__WHAT YOU SHOULD DO__
Reproduce everything from the line that contains "the white teeth" down to the end of the records below, copying each line unchanged and nothing else.
--- BEGIN RECORDS PROVIDED ---
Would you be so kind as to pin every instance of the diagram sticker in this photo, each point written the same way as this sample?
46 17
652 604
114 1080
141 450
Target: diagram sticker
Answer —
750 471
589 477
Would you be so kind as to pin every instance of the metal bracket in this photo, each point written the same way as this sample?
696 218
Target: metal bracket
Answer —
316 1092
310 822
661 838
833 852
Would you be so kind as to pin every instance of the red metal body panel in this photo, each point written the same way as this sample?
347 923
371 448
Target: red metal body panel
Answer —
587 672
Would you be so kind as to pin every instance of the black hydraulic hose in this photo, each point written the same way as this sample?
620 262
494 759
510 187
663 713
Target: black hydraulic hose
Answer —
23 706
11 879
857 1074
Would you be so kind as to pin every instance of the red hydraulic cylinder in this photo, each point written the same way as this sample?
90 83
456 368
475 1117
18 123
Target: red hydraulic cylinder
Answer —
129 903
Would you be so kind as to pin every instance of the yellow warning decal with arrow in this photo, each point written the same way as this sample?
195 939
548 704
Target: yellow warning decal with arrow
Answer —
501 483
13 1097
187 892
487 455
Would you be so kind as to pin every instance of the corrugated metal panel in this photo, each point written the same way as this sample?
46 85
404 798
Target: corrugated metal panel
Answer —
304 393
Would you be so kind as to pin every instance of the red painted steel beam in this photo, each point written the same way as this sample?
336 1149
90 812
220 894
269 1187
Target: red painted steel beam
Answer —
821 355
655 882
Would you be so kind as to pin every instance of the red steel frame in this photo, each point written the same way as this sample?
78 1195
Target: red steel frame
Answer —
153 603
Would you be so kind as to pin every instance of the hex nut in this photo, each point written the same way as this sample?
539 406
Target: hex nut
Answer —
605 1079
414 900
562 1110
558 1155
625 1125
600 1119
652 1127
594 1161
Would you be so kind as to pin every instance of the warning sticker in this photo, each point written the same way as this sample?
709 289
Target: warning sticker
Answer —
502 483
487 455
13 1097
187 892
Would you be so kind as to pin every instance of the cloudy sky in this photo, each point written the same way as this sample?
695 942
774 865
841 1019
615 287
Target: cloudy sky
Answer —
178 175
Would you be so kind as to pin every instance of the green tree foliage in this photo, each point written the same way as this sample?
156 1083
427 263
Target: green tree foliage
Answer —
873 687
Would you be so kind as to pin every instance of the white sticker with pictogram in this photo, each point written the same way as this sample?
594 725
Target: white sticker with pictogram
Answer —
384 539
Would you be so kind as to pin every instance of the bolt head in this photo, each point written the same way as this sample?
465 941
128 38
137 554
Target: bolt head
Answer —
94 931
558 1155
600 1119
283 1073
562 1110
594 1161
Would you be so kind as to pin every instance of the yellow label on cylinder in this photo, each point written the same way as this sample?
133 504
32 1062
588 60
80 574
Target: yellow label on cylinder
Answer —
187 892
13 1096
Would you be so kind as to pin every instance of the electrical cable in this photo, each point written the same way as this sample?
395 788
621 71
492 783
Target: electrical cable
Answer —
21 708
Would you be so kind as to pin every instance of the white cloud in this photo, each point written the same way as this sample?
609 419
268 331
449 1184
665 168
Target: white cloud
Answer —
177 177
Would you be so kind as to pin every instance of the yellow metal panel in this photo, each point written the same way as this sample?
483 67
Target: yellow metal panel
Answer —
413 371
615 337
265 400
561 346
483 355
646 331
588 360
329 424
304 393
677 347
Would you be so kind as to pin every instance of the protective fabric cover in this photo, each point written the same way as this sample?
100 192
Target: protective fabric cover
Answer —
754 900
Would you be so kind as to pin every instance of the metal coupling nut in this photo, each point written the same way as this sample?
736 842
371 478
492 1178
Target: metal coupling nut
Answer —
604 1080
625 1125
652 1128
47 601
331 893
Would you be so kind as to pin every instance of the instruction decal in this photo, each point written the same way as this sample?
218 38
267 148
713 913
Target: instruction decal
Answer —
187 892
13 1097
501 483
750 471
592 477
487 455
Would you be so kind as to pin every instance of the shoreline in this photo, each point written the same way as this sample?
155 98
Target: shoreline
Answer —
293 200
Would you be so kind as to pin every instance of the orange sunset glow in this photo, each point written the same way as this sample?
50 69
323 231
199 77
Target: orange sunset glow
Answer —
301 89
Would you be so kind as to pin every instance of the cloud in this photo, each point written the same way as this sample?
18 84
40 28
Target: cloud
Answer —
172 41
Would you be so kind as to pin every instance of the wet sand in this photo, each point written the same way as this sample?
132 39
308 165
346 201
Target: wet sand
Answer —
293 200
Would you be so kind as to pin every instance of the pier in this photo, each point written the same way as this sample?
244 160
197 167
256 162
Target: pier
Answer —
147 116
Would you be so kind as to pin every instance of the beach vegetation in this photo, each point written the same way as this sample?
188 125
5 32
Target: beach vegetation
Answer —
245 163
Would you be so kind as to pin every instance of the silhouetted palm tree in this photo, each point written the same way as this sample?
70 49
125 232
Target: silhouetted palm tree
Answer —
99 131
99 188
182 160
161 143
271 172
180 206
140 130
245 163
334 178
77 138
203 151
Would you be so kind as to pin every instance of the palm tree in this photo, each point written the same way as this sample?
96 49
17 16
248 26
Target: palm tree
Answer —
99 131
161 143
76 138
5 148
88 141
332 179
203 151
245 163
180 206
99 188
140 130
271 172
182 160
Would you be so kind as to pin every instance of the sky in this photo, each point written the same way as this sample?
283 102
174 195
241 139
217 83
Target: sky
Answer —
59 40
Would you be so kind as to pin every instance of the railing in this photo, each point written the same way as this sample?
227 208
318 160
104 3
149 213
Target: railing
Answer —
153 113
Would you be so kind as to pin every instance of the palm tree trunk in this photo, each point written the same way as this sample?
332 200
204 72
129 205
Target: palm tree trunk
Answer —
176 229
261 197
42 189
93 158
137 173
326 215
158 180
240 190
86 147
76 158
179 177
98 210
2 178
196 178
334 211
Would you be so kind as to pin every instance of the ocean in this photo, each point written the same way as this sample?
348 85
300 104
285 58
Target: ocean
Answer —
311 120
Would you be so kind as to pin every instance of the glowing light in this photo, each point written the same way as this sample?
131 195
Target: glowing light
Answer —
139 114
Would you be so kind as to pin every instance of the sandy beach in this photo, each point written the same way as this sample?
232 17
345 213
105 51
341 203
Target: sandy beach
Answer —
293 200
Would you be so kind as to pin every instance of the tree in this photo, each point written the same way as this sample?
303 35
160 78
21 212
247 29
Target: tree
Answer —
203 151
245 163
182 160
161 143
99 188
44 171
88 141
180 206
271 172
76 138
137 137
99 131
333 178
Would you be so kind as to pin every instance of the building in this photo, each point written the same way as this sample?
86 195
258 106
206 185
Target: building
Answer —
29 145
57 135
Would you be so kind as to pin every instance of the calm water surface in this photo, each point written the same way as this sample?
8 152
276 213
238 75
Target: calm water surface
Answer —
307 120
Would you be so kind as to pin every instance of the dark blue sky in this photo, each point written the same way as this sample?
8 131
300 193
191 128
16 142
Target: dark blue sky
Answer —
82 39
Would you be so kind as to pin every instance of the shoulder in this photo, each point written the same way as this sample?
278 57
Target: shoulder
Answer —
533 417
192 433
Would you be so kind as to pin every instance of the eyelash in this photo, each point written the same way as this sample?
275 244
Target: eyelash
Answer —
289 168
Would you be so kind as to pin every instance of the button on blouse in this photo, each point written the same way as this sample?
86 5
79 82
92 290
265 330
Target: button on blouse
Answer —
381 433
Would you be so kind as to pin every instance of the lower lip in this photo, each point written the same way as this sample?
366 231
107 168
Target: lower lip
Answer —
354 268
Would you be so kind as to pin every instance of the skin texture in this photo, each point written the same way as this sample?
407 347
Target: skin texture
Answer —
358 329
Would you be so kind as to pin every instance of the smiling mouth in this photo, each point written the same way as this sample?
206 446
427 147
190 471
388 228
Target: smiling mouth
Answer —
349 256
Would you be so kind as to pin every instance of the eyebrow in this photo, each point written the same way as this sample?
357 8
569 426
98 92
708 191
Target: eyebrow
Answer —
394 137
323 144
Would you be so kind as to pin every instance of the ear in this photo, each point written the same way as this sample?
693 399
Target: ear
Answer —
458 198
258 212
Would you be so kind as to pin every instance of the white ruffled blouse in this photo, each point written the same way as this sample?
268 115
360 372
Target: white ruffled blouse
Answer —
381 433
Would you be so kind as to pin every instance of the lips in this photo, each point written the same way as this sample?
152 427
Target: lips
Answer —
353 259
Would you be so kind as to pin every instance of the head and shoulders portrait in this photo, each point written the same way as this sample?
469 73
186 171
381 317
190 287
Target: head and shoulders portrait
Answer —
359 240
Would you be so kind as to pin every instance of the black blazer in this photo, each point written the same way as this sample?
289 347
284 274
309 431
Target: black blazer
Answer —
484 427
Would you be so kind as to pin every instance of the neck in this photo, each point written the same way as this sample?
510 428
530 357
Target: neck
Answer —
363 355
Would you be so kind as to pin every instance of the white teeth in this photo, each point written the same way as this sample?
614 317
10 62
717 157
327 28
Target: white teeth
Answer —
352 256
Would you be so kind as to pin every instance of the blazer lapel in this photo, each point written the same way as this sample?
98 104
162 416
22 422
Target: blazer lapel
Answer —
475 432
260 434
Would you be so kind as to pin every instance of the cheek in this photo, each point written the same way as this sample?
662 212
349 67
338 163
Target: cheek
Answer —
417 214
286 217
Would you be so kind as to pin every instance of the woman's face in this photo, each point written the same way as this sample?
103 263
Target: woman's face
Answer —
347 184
--- END RECORDS PROVIDED ---
__WRITTEN RESPONSE__
Would you be so kind as to pin every instance of the white teeth in this photo, each point written the same way as this sample?
614 317
10 62
717 157
327 28
Target: white teeth
Answer —
352 256
Would you be so kind as to pin every instance of the blazer lapel in this photo, each point written the same way as this sample?
98 104
162 416
22 422
Target: blazer lapel
Answer —
475 432
260 434
Would you be so kind as to pin every instance of the cheek in this photo, each point written the same way as this sample?
662 212
349 67
338 163
Target: cheek
Answer —
417 214
286 217
Would you be so kind as to pin every instance of the woman's face in this photo, each point written the same way as this sample?
103 263
Target: woman's face
Answer —
347 184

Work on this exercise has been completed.